### Given exercise
Copy out every line of the listing below word for word, leaving out the pictures.
-------- Data in this exercise
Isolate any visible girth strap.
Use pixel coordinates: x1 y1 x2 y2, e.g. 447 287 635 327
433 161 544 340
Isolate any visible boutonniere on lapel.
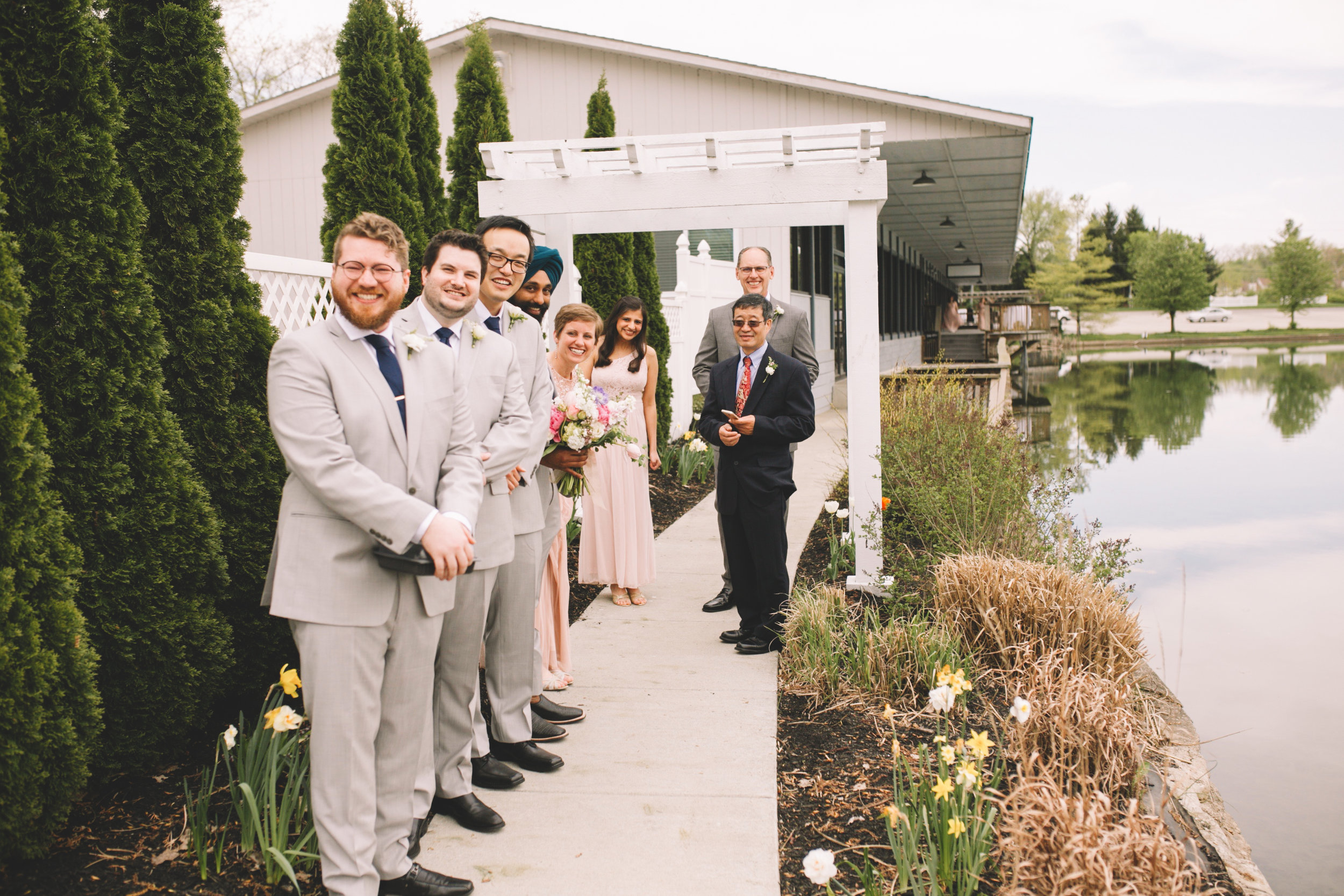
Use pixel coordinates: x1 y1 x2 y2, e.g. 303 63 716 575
402 328 430 355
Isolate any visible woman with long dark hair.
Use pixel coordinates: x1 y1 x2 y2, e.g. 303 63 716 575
580 296 661 607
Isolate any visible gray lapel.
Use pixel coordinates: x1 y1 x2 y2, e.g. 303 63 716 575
325 314 406 461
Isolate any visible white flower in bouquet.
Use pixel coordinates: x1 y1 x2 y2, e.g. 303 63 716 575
803 849 840 887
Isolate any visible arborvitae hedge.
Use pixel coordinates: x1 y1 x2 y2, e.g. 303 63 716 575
0 0 231 770
446 21 513 231
634 232 672 445
392 0 449 238
106 0 296 701
0 119 102 865
321 0 422 295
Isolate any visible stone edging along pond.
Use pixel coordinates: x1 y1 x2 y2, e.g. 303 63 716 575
1137 662 1274 896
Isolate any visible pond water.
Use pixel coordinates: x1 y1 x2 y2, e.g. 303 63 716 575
1018 345 1344 896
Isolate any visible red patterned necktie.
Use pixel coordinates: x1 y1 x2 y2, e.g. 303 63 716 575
738 355 752 415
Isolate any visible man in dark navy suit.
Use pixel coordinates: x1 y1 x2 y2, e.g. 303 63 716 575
700 293 816 654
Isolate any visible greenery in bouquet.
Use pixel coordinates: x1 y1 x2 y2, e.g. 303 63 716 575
545 371 647 498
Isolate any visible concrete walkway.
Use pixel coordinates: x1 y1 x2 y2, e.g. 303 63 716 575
418 411 844 896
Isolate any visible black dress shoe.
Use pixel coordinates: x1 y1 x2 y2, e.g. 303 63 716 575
378 864 476 896
700 589 733 613
532 693 588 726
734 635 784 654
472 752 527 790
406 809 434 858
491 740 564 771
430 794 504 834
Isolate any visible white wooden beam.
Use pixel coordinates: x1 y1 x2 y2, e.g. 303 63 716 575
844 200 882 589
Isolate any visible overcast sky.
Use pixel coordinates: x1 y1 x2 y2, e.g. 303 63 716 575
253 0 1344 247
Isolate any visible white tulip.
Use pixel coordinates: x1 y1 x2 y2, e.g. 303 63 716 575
803 849 840 887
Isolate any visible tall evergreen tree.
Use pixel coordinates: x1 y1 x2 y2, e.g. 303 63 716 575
446 21 513 231
321 0 426 302
0 0 230 769
106 0 295 700
574 71 637 318
0 112 102 865
634 232 672 445
392 0 451 238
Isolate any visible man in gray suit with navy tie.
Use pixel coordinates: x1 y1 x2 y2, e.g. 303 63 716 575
262 212 483 896
691 246 820 613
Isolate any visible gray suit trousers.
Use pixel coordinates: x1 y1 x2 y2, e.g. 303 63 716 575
289 575 444 896
416 567 499 818
473 531 550 756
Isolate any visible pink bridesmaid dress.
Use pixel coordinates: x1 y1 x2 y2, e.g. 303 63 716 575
580 348 657 589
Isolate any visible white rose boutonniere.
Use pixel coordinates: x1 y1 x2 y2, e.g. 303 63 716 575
402 328 430 355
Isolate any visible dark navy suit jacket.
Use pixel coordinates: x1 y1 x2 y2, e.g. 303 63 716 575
700 347 817 513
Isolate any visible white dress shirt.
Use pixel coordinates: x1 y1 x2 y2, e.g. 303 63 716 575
336 311 472 544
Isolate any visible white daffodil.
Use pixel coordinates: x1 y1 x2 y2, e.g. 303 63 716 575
803 849 840 887
402 331 429 353
929 685 957 712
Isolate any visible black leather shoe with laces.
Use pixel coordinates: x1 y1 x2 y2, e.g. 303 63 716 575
378 864 476 896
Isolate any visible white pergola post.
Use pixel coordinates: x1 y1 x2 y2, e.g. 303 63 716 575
478 121 887 587
844 200 882 589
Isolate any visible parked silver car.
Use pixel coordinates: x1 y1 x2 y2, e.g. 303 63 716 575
1185 305 1233 324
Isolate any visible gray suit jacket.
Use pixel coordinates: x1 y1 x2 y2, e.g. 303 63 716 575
487 302 555 535
394 298 532 570
262 314 483 626
691 298 820 395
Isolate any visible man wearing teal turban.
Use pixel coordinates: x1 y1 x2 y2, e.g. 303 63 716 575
510 246 564 324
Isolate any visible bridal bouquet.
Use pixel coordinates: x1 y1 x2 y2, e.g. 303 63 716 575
545 372 644 498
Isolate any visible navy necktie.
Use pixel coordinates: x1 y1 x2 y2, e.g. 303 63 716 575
364 333 406 430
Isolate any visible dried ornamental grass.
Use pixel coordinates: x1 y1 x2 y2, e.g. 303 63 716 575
934 554 1142 677
999 778 1200 896
1004 653 1147 797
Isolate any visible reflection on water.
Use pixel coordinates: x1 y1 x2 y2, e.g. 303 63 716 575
1016 345 1344 896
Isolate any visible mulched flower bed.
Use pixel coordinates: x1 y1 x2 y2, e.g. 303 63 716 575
0 473 714 896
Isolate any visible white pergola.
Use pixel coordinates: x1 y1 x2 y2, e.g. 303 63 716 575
478 121 887 587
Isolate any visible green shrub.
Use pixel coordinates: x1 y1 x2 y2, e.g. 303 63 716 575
0 159 102 865
0 0 231 770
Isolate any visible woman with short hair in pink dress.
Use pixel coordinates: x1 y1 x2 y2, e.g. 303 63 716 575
578 296 661 607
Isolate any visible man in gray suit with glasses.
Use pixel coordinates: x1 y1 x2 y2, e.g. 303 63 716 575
262 212 483 896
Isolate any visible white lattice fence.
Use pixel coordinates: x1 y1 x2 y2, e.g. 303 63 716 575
244 253 336 336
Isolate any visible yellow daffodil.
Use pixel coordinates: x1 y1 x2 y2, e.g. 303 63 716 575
967 731 995 759
280 662 304 697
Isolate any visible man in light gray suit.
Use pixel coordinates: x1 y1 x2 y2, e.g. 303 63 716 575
691 246 819 613
394 230 534 843
262 212 483 896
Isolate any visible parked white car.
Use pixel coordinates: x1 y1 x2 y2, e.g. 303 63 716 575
1185 305 1233 324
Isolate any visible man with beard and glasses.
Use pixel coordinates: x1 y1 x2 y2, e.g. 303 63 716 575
262 212 483 896
394 230 534 858
472 215 588 789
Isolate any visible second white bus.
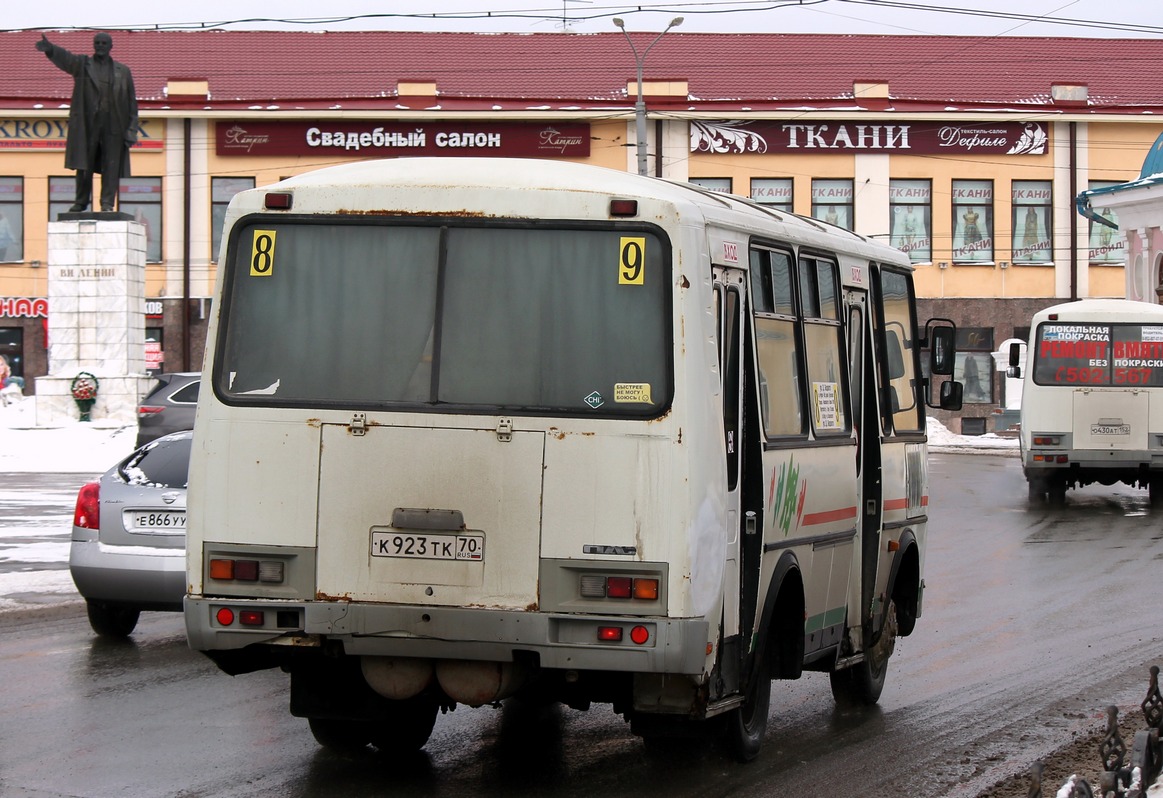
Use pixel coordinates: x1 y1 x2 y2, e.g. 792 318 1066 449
186 158 959 760
1011 299 1163 505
----------------
### Exercise solution
Isolate any visible girth strap.
Use pixel coordinates: x1 y1 x2 y2, e.g. 447 287 635 327
433 161 544 340
Isolate any visible boutonniere on lapel.
Use pixel coordinates: x1 y1 x2 y2, e.g. 303 63 716 575
402 328 430 355
Isolate any visible woman with long dark hair.
Use pixel coordinates: x1 y1 x2 y2, e.g. 303 63 716 575
580 296 661 607
Isolate any visible gray lapel.
Use pixel coordinates: x1 y1 x2 y2, e.g. 303 63 716 575
325 314 406 461
Isolate any visible white flower in bouquet.
Use pixel coordinates: x1 y1 x2 y2, e.g. 303 63 716 575
803 849 840 887
Isolate any visible arborvitae hedge.
Use pixel coordinates: x1 y1 x2 y2, e.g. 303 63 716 575
0 0 231 770
446 21 513 231
634 232 672 445
392 0 449 238
106 0 296 701
0 119 102 865
321 0 422 295
Isolate any visible stone edging along pond.
Use pixel coordinates: x1 y1 x2 y2, e.g. 303 63 716 575
1137 662 1274 896
Isolate any visible pond water.
Use pixel coordinates: x1 y1 x2 y2, e.g. 303 63 716 575
1018 345 1344 896
Isolate any visible red patterned necktie.
Use pixel coordinates: x1 y1 x2 y2, e.g. 303 63 716 575
738 355 752 415
Isolate any visible man in dark navy suit.
Use pixel coordinates: x1 y1 x2 y2, e.g. 303 63 716 575
700 293 816 654
Isolate any visible greenery in bouquet.
Use pixel coordinates: x1 y1 x2 y2, e.g. 303 63 716 575
545 371 647 498
Isolate any visible concrete walkway.
Use pixel coordinates: x1 y1 x2 y2, e.g. 303 63 716 575
418 411 844 896
Isolate any visible black dress shoe.
Use pixel coordinates: x1 y1 x2 y2, e.g. 303 63 716 575
378 864 476 896
700 589 733 613
532 693 588 726
734 635 784 654
472 752 527 790
406 809 434 858
491 740 564 771
430 794 504 834
Isolate any visible white wooden beam.
Use pixel coordinates: x1 y1 x2 y2, e.g. 303 63 716 575
844 200 882 589
Isolate any visible overcast sky.
Use pixel coordinates: x1 y1 x2 y2, e.g. 303 63 716 575
253 0 1344 247
Isolate any visible white tulip.
Use pixel coordinates: x1 y1 x2 y2, e.g. 303 63 716 575
803 849 840 887
Isolate any visible tall evergreen tree.
Use pixel coordinates: x1 y1 x2 y2, e.g. 303 63 716 575
446 21 513 231
321 0 426 302
0 0 230 769
106 0 295 700
574 71 637 318
0 112 102 865
634 232 672 445
392 0 451 238
Isolate any visible man in gray suit with navy tie.
Use pixel coordinates: x1 y1 x2 y2, e.g. 303 63 716 575
262 212 483 896
691 246 820 613
Isolate any visible gray suit trousers.
Use pixel coordinates: x1 y1 x2 y2, e.g. 303 63 716 575
289 575 444 896
416 567 499 818
473 531 550 756
Isolate any visible pink bridesmaid dress.
Use pixel coordinates: x1 y1 x2 y2, e.g. 303 63 716 575
580 348 657 589
Isolate any visible white rose boutonniere.
Use pixel coordinates: x1 y1 x2 y2, e.g. 303 63 716 575
402 328 430 355
Isolate any visible dark navy suit jacket.
Use pixel coordinates: x1 y1 x2 y2, e.g. 303 63 716 575
700 347 817 513
Isolate any visible white dress shirt.
Use pixel coordinates: x1 y1 x2 y2, e.g. 303 63 716 575
336 311 472 544
Isolate any visible white daffodil.
Use pixel coordinates: x1 y1 x2 y2, e.g. 303 63 716 575
803 849 840 887
402 331 429 353
929 685 957 712
Isolate any visible black leather shoe with laces.
Use pixel coordinates: x1 y1 x2 y2, e.g. 303 63 716 575
378 864 476 896
Isolate any visible white pergola post.
Use pixel coordinates: x1 y1 x2 y2, e.g. 303 63 716 575
478 121 887 587
844 200 882 589
Isolate any visible parked silver car.
Use pixel coordinates: x1 y1 x2 y2, e.g. 303 63 716 575
1185 305 1233 324
Isolate any visible gray suit jacket.
Use pixel coordinates: x1 y1 x2 y2, e.g. 303 63 716 575
487 302 555 535
394 298 532 570
262 314 483 626
691 298 820 395
Isolate any visible man wearing teal turban.
Use pixel coordinates: x1 y1 x2 y2, e.g. 303 63 716 575
510 246 564 324
Isolate any visible bridal bouquet.
Use pixel coordinates: x1 y1 x2 y2, e.g. 303 63 716 575
545 372 644 498
Isolate any visible navy necktie.
Use pixel coordinates: x1 y1 x2 y2, e.g. 303 63 716 575
364 333 406 430
Isolate any visible dried ornamental grass.
Use pixel coordinates: x1 y1 x2 y2, e.g. 303 63 716 575
934 554 1142 677
999 778 1200 896
1004 653 1147 797
Isolate any visible reflection on water.
Use pixel coordinates: x1 y1 x2 y2, e.g. 303 63 716 575
1016 345 1344 896
Isolate any visible mulched flower bed.
Use pixel coordinates: x1 y1 x2 y2, e.g. 303 63 716 575
0 473 714 896
Isolate any visible white pergola.
Use pixel coordinates: x1 y1 x2 y2, e.g. 303 63 716 575
478 121 887 587
Isolate any visible green shrub.
Use pixel coordinates: x1 y1 x2 y2, e.g. 303 63 716 575
0 159 102 865
0 0 231 770
Isolate any visible woman with short hair in pink dress.
Use pixel coordinates: x1 y1 x2 y2, e.g. 303 63 716 575
578 296 661 607
Isolate any visible man in gray suit with glasses.
Use pixel coordinates: x1 y1 x2 y2, e.g. 303 63 716 575
262 212 483 896
Isolate any visible white lattice fence.
Use pixel coordinates: x1 y1 x2 y2, e.g. 303 63 716 575
244 253 336 336
Isolate any visible yellow daffodil.
Use pixel coordinates: x1 y1 x2 y2, e.g. 303 63 716 575
967 731 995 759
280 662 304 697
Isolate any visible man in light gray suit.
Use pixel coordinates: x1 y1 x2 y2, e.g. 303 63 716 575
691 246 819 613
394 230 534 843
262 212 483 896
Isolate any visible parked white car.
Use pixel coordinates: x1 y1 x2 y2, e.g. 303 63 716 575
1185 305 1233 324
Isolate any visible man with beard and glasses.
Use pixel coordinates: x1 y1 x2 y2, e.g. 303 63 716 575
262 212 483 896
394 230 534 858
472 215 588 789
Isolate any visible second white bus.
Use pixel coordinates: x1 y1 x2 y2, e.g. 792 318 1066 449
186 158 959 760
1011 299 1163 505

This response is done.